Exercise objective: Render the lines below as a Markdown table with the columns "No." and "Text", numbering every line and omitting any blank ones. Leave the pictures out of the table.

::: Information supplied

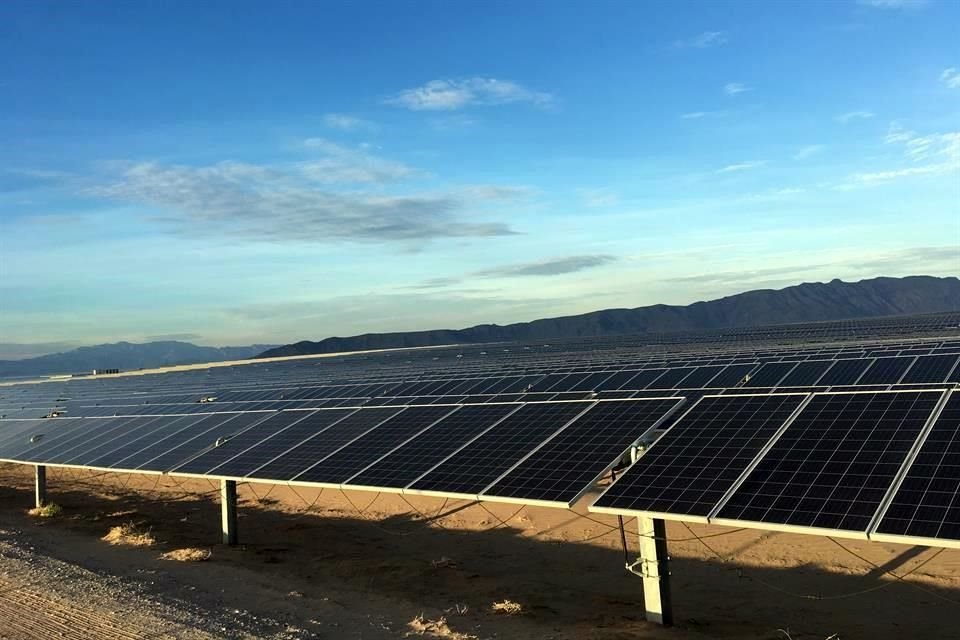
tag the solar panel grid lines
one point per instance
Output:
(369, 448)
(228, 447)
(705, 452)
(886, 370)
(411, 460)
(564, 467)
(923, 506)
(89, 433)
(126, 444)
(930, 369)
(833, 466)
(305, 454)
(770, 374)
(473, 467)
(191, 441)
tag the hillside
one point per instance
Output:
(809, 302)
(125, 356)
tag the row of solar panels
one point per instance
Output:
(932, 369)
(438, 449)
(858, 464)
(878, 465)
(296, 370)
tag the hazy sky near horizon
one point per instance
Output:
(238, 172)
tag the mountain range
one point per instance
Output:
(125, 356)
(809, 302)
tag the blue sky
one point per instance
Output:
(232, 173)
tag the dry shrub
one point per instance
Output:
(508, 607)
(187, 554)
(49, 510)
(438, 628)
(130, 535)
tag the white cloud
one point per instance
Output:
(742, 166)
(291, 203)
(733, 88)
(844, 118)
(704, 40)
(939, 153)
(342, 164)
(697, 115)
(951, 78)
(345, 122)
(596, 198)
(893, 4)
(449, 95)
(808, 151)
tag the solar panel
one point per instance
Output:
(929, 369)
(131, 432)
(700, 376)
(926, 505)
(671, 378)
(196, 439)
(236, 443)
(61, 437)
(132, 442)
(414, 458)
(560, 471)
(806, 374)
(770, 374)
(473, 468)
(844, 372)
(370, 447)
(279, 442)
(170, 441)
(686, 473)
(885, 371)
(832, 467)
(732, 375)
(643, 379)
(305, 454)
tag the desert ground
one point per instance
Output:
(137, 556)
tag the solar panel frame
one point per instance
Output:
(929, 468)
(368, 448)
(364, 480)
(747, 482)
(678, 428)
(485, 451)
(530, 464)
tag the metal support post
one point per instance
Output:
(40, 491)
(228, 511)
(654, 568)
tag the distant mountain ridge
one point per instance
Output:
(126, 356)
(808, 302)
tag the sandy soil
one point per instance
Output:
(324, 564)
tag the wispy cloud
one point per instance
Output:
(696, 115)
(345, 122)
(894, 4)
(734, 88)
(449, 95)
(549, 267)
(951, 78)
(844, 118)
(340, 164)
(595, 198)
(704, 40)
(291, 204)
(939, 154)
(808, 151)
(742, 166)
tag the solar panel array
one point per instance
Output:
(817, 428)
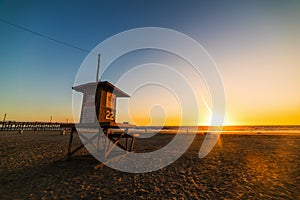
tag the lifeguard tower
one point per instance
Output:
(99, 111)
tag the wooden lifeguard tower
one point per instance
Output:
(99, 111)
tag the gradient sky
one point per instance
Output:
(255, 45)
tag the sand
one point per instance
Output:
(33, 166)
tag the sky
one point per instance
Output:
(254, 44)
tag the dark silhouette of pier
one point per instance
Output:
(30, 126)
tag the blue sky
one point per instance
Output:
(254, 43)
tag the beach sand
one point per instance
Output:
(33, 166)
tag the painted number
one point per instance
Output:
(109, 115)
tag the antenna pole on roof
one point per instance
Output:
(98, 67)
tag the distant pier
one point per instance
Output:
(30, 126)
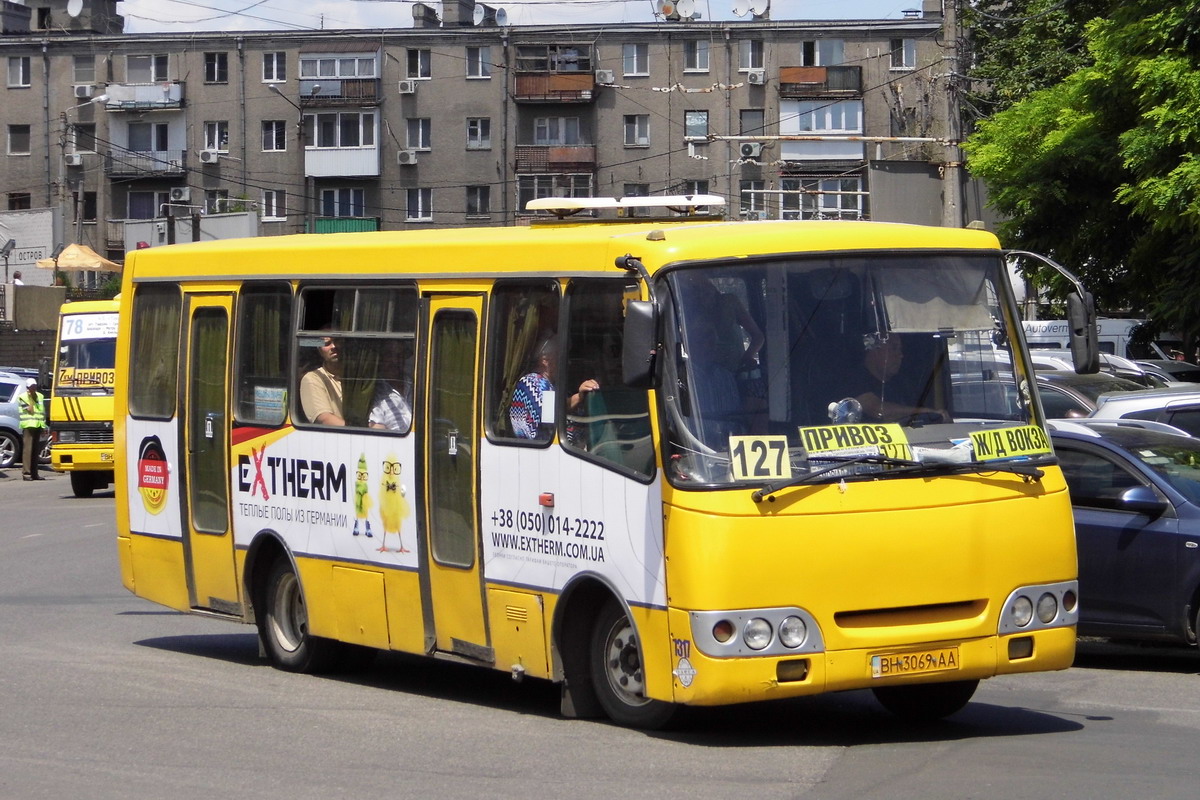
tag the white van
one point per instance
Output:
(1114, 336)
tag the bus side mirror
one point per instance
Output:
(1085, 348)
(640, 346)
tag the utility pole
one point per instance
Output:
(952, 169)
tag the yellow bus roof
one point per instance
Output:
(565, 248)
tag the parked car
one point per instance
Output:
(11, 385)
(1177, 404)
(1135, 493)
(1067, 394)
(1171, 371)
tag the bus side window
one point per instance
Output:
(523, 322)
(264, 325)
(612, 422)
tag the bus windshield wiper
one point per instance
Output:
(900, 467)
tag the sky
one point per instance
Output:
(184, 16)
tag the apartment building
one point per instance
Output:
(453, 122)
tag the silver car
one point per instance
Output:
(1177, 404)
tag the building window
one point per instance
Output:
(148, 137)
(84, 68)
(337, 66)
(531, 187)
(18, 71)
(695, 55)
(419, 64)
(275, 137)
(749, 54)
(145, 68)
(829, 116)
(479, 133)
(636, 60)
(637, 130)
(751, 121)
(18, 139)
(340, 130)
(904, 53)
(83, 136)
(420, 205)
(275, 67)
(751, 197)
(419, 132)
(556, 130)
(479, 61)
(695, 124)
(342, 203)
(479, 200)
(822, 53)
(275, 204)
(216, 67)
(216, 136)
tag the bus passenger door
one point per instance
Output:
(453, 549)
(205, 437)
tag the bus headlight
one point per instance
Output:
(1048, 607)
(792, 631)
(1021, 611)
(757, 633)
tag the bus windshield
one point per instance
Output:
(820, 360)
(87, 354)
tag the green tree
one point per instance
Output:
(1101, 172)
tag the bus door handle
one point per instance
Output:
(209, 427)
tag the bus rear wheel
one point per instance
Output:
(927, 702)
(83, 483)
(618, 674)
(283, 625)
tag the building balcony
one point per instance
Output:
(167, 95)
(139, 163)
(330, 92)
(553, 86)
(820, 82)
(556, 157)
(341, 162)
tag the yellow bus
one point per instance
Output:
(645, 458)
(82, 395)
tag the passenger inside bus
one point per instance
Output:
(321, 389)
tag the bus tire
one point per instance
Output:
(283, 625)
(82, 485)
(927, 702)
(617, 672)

::::::

Complete answer:
| No. | Text |
|---|---|
| 1 | tag the solar panel grid lines |
| 2 | one point per instance |
| 3 | Output: |
| 4 | (369, 448) |
| 5 | (228, 447) |
| 6 | (705, 452) |
| 7 | (886, 370) |
| 8 | (411, 460) |
| 9 | (564, 467) |
| 10 | (923, 506) |
| 11 | (89, 433) |
| 12 | (126, 444) |
| 13 | (930, 369) |
| 14 | (833, 466) |
| 15 | (305, 454) |
| 16 | (770, 374) |
| 17 | (473, 467) |
| 18 | (191, 441) |
| 19 | tag the hillside |
| 20 | one point per instance |
| 21 | Output: |
| 22 | (809, 302) |
| 23 | (125, 356) |
| 24 | tag the row of solar panels |
| 25 | one point per instance |
| 26 | Output: |
| 27 | (932, 369) |
| 28 | (438, 449) |
| 29 | (858, 464) |
| 30 | (878, 465) |
| 31 | (296, 370) |
| 32 | tag the hazy sky near horizon |
| 33 | one point per instance |
| 34 | Output: |
| 35 | (238, 172) |
| 36 | tag the mountain range |
| 37 | one point per instance |
| 38 | Output: |
| 39 | (125, 356) |
| 40 | (809, 302) |
| 41 | tag the blue sky |
| 42 | one point per instance |
| 43 | Output: |
| 44 | (232, 173) |
| 45 | tag the dry shrub |
| 46 | one point per instance |
| 47 | Output: |
| 48 | (508, 607) |
| 49 | (187, 554) |
| 50 | (49, 510) |
| 51 | (438, 628) |
| 52 | (130, 535) |
| 53 | tag the white cloud |
| 54 | one point per instance |
| 55 | Output: |
| 56 | (742, 166) |
| 57 | (291, 203) |
| 58 | (733, 88) |
| 59 | (844, 118) |
| 60 | (704, 40) |
| 61 | (939, 153) |
| 62 | (342, 164) |
| 63 | (697, 115) |
| 64 | (951, 78) |
| 65 | (345, 122) |
| 66 | (596, 198) |
| 67 | (893, 4) |
| 68 | (449, 95) |
| 69 | (808, 151) |
| 70 | tag the solar panel |
| 71 | one point per instance |
| 72 | Output: |
| 73 | (929, 369) |
| 74 | (131, 432) |
| 75 | (700, 376) |
| 76 | (926, 505) |
| 77 | (671, 378) |
| 78 | (196, 439) |
| 79 | (236, 443) |
| 80 | (61, 437) |
| 81 | (132, 442) |
| 82 | (414, 458) |
| 83 | (560, 471) |
| 84 | (806, 374) |
| 85 | (770, 374) |
| 86 | (473, 468) |
| 87 | (844, 372) |
| 88 | (370, 447) |
| 89 | (279, 442) |
| 90 | (170, 441) |
| 91 | (686, 473) |
| 92 | (885, 371) |
| 93 | (832, 467) |
| 94 | (732, 375) |
| 95 | (643, 379) |
| 96 | (305, 454) |
| 97 | tag the desert ground |
| 98 | one point per instance |
| 99 | Output: |
| 100 | (137, 556) |
| 101 | tag the solar panel frame |
| 102 | one point per instance |
| 103 | Output: |
| 104 | (929, 468) |
| 105 | (368, 448) |
| 106 | (364, 480) |
| 107 | (747, 482) |
| 108 | (678, 428) |
| 109 | (485, 451) |
| 110 | (530, 464) |
| 111 | tag the metal support post |
| 112 | one point per instance |
| 113 | Output: |
| 114 | (40, 491) |
| 115 | (228, 511) |
| 116 | (654, 568) |
| 117 | tag the distant mountain ridge |
| 118 | one point per instance |
| 119 | Output: |
| 120 | (126, 356) |
| 121 | (808, 302) |
| 122 | tag the sandy soil |
| 123 | one point per instance |
| 124 | Output: |
| 125 | (324, 564) |
| 126 | tag the wispy cloud |
| 127 | one point per instance |
| 128 | Output: |
| 129 | (696, 115) |
| 130 | (345, 122) |
| 131 | (894, 4) |
| 132 | (734, 88) |
| 133 | (449, 95) |
| 134 | (549, 267) |
| 135 | (951, 78) |
| 136 | (844, 118) |
| 137 | (340, 164) |
| 138 | (595, 198) |
| 139 | (704, 40) |
| 140 | (291, 204) |
| 141 | (939, 154) |
| 142 | (808, 151) |
| 143 | (742, 166) |
| 144 | tag the solar panel array |
| 145 | one point per instance |
| 146 | Output: |
| 147 | (817, 428) |
| 148 | tag the lifeguard tower |
| 149 | one point per instance |
| 150 | Output: |
| 151 | (99, 111) |
| 152 | tag the wooden lifeguard tower |
| 153 | one point per instance |
| 154 | Output: |
| 155 | (99, 111) |
| 156 | tag the gradient sky |
| 157 | one point per instance |
| 158 | Output: |
| 159 | (255, 45) |
| 160 | tag the sand |
| 161 | one point per instance |
| 162 | Output: |
| 163 | (33, 166) |
| 164 | tag the sky |
| 165 | one point per instance |
| 166 | Output: |
| 167 | (254, 44) |
| 168 | tag the dark silhouette of pier |
| 169 | one point per instance |
| 170 | Output: |
| 171 | (30, 126) |
| 172 | tag the blue sky |
| 173 | one point per instance |
| 174 | Output: |
| 175 | (254, 43) |
| 176 | tag the beach sand |
| 177 | one point per instance |
| 178 | Output: |
| 179 | (33, 166) |
| 180 | tag the painted number |
| 181 | one point per instance |
| 182 | Output: |
| 183 | (109, 115) |
| 184 | tag the antenna pole on roof |
| 185 | one point per instance |
| 186 | Output: |
| 187 | (98, 67) |
| 188 | tag the distant pier |
| 189 | one point per instance |
| 190 | Output: |
| 191 | (30, 126) |
| 192 | tag the white van |
| 193 | one point per instance |
| 194 | Output: |
| 195 | (1114, 336) |
| 196 | tag the bus side mirror |
| 197 | one point per instance |
| 198 | Output: |
| 199 | (1085, 348) |
| 200 | (640, 346) |
| 201 | tag the utility pole |
| 202 | one point per instance |
| 203 | Output: |
| 204 | (952, 169) |
| 205 | tag the yellow bus roof |
| 206 | one point per instance |
| 207 | Output: |
| 208 | (565, 248) |
| 209 | tag the parked car |
| 210 | one point per instance |
| 211 | Output: |
| 212 | (11, 385) |
| 213 | (1177, 404) |
| 214 | (1135, 493) |
| 215 | (1067, 394) |
| 216 | (1171, 371) |
| 217 | tag the bus side window |
| 218 | one point per instance |
| 219 | Output: |
| 220 | (523, 322) |
| 221 | (264, 325) |
| 222 | (612, 422) |
| 223 | tag the bus windshield wiper |
| 224 | one point per instance |
| 225 | Output: |
| 226 | (900, 467) |
| 227 | tag the sky |
| 228 | one point per instance |
| 229 | Output: |
| 230 | (184, 16) |
| 231 | tag the apartment building |
| 232 | one point per instance |
| 233 | Output: |
| 234 | (453, 122) |
| 235 | tag the silver car |
| 236 | one point per instance |
| 237 | Output: |
| 238 | (1177, 404) |
| 239 | tag the building window |
| 240 | one point per instance |
| 241 | Output: |
| 242 | (148, 137) |
| 243 | (84, 68) |
| 244 | (337, 66) |
| 245 | (531, 187) |
| 246 | (18, 71) |
| 247 | (695, 55) |
| 248 | (419, 64) |
| 249 | (275, 137) |
| 250 | (749, 54) |
| 251 | (145, 68) |
| 252 | (829, 116) |
| 253 | (479, 133) |
| 254 | (636, 60) |
| 255 | (637, 130) |
| 256 | (751, 121) |
| 257 | (18, 139) |
| 258 | (340, 130) |
| 259 | (904, 53) |
| 260 | (83, 136) |
| 261 | (420, 205) |
| 262 | (275, 67) |
| 263 | (751, 197) |
| 264 | (419, 132) |
| 265 | (556, 130) |
| 266 | (479, 61) |
| 267 | (695, 124) |
| 268 | (342, 203) |
| 269 | (479, 200) |
| 270 | (822, 53) |
| 271 | (275, 204) |
| 272 | (216, 67) |
| 273 | (216, 136) |
| 274 | tag the bus passenger door |
| 275 | one point per instance |
| 276 | Output: |
| 277 | (453, 549) |
| 278 | (205, 437) |
| 279 | tag the bus headlight |
| 280 | one point per instance |
| 281 | Output: |
| 282 | (1048, 607) |
| 283 | (792, 631) |
| 284 | (1021, 611) |
| 285 | (757, 633) |
| 286 | tag the bus windshield |
| 287 | one point per instance |
| 288 | Output: |
| 289 | (820, 360) |
| 290 | (87, 354) |
| 291 | tag the green tree |
| 292 | one point per instance |
| 293 | Output: |
| 294 | (1101, 172) |
| 295 | tag the bus door handle |
| 296 | one point per instance |
| 297 | Output: |
| 298 | (209, 427) |
| 299 | tag the bus rear wheel |
| 300 | one point per instance |
| 301 | Output: |
| 302 | (927, 702) |
| 303 | (83, 483) |
| 304 | (618, 674) |
| 305 | (283, 625) |
| 306 | tag the building balcony |
| 307 | one point per instance |
| 308 | Output: |
| 309 | (167, 95) |
| 310 | (139, 163) |
| 311 | (330, 92) |
| 312 | (553, 86) |
| 313 | (820, 82) |
| 314 | (556, 157) |
| 315 | (341, 162) |
| 316 | tag the yellow bus |
| 317 | one point per instance |
| 318 | Output: |
| 319 | (645, 458) |
| 320 | (82, 395) |
| 321 | tag the passenger inside bus |
| 322 | one point per instance |
| 323 | Output: |
| 324 | (321, 389) |
| 325 | tag the bus tire |
| 326 | one point per instance |
| 327 | Output: |
| 328 | (283, 625) |
| 329 | (82, 485) |
| 330 | (927, 702) |
| 331 | (617, 672) |